GIVEN EXERCISE ::
Reproduce word for word the lines of the material below, beginning with the line containing "leaf and put a dot on each instance?" and continuing through the last line of the material.

Location identification entries:
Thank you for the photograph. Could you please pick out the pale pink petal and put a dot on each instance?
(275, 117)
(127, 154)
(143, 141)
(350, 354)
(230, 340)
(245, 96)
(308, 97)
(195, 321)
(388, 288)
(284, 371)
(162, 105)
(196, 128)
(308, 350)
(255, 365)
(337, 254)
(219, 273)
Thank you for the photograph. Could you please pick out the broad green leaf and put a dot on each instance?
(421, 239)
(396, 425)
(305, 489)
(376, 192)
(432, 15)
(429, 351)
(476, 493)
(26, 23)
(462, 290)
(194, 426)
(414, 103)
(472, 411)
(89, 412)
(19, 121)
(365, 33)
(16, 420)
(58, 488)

FINISHED EXERCISE ::
Thank you for the photograph. Could you please pick out the broad green leaf and put a dot on each instance?
(421, 239)
(396, 425)
(305, 489)
(376, 192)
(432, 15)
(429, 351)
(476, 493)
(26, 23)
(462, 290)
(194, 426)
(414, 103)
(472, 411)
(89, 412)
(19, 121)
(365, 33)
(16, 420)
(58, 488)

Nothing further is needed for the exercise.